Passage for review START
BSE-in-sheep scare concerns farmers


3 August 2001



BSE-in-sheep scare concerns farmers

By Alistair Driver

LIVESTOCK farmers have been dealt a further blow by high-profile media reports that BSE may have existed in British sheep in the 1990s.

The lead story in The Independent reports that preliminary results from experiments indicate that BSE may have infected sheep.

A cartoon accompanying the story shows a man talking to his sheep. The caption reads: “The good news is you havent got foot-and-mouth…”

The story says preliminary findings from tests on sheep brains from the 1990s “could be compatible with BSE having been found in sheep at the time”.

The report says the findings are incomplete. The initial results strongly indicate, but do not prove, that scrapie may in some cases have been BSE.

Two subsequent reports on page two of the same paper say the possibility of infection “could be a knock-out blow to an industry already under siege”.

The paper says the early results raise the “daunting possibility that BSE, like scrapie, might have become endemic within the national flock.

“A truly nightmarish scenario now looks more real than at any time before.”

An equally hard-hitting story in the Daily Mail warns that families who ate lamb in the early 1990s may have been at risk from BSE.

The paper reports that the finding, revealed in a Food Standards Agency statement, could be a hammer blow to an industry reeling from foot-and-mouth.

“It came as the government, farmers and retailers launched a campaign to encourage people to eat more lamb,” it says.

The Mail speculates that the FSA statement was designed to soften up the public for an autumn announcement confirming BSE in sheep.

The timing of the announcement suggests the government does not want to be accused of promoting lamb while privately investigating a health risk, it says.

The Food Standards Agency is not advising people to stop eating lamb.

But the Mail says the agency cannot rule out the possibility that sheep had BSE. Millions of sheep were feed meat and bonemeal in the early 1990s.

The Daily Telegraph takes a similar line. “Mad cow disease may have been present in sheep a decade ago,” says a story on page six of the paper.

The implications will be “very serious” if the findings are confirmed and would suggest more people may have been at risk from BSE.

The Guardian describes the findings as “a further blow to farmers”.
Passage for review END
# Exercise requirements
Summarize the BSE-in-sheep report in two sentences.
Source data START
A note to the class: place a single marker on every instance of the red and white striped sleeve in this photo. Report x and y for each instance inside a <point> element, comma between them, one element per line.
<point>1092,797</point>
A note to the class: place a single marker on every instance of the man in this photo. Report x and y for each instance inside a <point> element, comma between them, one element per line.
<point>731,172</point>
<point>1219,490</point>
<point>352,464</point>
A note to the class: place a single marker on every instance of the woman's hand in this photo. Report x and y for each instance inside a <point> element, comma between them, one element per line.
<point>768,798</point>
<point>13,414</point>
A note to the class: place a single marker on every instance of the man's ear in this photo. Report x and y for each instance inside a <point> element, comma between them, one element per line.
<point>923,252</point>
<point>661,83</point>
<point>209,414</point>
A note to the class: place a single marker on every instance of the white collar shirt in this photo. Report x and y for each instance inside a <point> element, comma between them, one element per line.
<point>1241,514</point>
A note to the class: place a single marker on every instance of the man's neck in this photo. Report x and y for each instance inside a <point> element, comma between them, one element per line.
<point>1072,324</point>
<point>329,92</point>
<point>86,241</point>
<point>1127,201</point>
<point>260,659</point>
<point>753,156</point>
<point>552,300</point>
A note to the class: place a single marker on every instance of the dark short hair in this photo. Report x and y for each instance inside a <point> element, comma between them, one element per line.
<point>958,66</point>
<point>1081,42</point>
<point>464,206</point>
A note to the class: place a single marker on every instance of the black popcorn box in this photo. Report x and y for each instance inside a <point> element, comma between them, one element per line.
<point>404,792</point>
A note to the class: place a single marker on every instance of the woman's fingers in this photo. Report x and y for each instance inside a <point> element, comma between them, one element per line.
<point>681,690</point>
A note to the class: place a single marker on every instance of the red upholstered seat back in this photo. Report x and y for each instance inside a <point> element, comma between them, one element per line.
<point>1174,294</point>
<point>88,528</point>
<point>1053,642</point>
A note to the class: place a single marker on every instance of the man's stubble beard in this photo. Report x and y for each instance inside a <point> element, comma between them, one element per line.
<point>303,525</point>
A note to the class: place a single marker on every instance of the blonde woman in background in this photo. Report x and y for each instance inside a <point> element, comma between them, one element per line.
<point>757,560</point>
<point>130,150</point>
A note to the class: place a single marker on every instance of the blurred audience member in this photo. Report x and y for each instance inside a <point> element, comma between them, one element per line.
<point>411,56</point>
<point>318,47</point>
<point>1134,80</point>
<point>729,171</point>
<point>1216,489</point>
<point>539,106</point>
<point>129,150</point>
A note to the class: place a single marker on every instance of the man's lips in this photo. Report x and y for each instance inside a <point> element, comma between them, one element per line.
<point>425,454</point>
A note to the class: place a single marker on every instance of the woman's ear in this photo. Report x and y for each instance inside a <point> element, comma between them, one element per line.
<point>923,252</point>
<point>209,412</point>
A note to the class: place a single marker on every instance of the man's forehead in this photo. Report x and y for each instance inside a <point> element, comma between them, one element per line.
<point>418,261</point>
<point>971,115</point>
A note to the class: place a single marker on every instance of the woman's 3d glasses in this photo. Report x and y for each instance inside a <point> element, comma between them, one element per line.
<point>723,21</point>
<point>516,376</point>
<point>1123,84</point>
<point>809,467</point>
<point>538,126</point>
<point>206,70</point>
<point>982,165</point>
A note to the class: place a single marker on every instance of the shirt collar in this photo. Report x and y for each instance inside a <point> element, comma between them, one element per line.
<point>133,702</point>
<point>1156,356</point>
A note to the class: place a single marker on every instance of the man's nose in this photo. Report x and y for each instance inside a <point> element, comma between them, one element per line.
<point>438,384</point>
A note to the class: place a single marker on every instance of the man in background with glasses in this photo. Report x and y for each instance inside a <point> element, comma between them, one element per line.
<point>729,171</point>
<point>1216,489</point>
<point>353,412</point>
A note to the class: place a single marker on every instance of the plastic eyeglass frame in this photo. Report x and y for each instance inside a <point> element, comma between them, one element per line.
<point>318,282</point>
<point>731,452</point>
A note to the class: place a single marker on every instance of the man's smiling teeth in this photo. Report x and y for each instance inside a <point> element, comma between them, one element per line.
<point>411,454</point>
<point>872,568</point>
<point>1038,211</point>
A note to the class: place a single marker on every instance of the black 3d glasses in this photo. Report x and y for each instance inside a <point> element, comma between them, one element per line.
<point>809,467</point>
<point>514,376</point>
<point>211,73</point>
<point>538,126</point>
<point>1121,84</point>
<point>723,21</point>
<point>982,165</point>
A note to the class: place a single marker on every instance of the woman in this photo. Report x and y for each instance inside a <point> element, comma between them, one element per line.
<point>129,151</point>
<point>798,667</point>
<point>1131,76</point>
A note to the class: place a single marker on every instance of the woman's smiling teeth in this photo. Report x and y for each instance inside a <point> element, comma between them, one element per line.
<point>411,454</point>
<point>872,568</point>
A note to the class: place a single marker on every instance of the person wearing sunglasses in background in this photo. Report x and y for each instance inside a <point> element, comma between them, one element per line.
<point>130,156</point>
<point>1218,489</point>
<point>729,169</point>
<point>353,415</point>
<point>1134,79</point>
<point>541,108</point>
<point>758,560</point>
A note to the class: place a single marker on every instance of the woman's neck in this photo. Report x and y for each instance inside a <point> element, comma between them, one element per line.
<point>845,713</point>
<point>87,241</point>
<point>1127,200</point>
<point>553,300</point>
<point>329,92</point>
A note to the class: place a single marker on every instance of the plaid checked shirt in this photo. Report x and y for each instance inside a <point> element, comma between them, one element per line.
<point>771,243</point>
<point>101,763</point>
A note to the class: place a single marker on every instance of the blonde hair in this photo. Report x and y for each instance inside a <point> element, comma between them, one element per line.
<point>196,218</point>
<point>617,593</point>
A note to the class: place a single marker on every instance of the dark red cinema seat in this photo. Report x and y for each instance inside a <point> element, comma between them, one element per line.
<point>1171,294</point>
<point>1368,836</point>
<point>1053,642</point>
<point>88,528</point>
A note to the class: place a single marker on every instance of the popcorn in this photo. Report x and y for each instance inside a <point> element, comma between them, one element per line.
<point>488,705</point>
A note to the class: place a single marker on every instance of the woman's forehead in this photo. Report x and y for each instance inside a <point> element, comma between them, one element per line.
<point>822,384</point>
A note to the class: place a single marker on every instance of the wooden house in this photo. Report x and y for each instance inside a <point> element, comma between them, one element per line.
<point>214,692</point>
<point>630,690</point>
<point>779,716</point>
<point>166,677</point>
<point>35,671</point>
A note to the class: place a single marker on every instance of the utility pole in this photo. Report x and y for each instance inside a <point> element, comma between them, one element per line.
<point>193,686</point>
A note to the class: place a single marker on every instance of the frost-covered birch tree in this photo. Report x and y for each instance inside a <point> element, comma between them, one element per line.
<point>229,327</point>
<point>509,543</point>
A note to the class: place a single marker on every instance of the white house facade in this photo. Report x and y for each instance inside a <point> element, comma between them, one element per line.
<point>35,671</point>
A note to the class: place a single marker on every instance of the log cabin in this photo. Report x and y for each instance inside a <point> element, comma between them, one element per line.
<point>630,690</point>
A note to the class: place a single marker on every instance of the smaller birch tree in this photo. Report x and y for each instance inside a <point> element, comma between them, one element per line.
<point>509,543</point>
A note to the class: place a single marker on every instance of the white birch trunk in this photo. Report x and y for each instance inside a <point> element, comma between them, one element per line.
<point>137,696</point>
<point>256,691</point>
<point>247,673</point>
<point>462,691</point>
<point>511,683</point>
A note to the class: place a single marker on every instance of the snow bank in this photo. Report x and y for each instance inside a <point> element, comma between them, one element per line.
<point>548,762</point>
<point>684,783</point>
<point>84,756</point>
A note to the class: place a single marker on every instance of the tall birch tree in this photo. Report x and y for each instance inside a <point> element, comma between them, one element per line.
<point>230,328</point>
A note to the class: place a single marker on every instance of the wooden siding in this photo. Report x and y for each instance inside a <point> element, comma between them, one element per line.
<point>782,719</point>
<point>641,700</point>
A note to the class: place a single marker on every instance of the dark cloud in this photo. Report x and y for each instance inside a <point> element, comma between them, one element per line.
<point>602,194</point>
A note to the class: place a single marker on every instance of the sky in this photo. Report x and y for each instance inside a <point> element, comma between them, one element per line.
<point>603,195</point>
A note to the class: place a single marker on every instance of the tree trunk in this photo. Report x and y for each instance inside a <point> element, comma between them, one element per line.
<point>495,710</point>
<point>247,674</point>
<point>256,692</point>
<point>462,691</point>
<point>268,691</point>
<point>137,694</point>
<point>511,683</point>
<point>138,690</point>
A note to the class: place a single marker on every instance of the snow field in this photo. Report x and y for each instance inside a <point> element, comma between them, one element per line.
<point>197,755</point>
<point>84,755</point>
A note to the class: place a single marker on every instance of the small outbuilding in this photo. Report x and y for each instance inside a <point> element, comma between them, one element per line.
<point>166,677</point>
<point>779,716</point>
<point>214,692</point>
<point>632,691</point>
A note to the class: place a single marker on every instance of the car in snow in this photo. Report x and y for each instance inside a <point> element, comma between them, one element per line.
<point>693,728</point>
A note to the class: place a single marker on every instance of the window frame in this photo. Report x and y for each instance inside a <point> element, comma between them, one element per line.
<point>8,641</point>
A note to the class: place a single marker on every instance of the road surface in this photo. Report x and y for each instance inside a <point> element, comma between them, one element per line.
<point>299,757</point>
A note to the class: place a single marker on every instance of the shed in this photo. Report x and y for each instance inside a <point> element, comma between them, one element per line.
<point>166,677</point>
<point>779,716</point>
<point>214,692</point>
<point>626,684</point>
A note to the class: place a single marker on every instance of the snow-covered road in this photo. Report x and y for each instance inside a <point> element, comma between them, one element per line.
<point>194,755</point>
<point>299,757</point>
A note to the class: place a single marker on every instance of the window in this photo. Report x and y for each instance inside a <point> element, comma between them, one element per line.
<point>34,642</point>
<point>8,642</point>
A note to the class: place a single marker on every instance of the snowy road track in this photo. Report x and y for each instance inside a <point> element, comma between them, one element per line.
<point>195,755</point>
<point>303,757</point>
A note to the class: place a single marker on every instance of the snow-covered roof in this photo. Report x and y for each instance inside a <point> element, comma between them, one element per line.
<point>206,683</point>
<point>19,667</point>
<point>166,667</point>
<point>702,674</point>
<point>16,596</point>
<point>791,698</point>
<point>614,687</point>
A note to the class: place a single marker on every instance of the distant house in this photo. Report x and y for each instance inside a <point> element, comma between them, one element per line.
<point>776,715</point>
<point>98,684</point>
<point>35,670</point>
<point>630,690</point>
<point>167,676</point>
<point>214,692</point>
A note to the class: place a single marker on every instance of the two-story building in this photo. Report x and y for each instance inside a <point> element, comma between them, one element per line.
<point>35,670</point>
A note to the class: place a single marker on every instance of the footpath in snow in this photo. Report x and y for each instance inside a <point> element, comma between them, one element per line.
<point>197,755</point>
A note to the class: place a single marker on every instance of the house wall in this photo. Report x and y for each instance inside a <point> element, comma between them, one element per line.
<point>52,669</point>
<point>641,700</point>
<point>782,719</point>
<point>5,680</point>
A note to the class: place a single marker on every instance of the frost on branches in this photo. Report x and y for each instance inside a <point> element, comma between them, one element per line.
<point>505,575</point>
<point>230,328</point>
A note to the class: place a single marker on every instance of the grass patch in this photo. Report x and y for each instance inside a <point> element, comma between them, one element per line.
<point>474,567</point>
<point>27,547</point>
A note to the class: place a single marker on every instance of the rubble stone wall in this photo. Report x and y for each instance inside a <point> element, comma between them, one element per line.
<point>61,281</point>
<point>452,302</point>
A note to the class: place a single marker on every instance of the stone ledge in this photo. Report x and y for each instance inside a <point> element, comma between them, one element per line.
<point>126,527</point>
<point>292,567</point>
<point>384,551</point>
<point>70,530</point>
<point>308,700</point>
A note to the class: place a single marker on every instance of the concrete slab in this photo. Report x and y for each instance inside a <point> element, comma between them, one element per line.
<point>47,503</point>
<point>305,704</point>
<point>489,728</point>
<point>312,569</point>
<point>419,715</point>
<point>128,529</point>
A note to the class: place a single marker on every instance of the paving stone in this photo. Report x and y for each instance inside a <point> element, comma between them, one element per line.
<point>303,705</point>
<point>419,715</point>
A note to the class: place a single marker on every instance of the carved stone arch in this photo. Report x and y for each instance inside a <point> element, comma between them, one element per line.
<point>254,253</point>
Source data END
# Written reply
Livestock farmers were dealt a further blow by media reports that preliminary tests on sheep brains from the 1990s strongly indicate, but do not prove, that BSE may have infected British sheep. Papers including The Independent and the Daily Mail warned that this could be a knock-out or hammer blow to an industry already under siege and reeling from foot-and-mouth, though the Food Standards Agency is not advising people to stop eating lamb.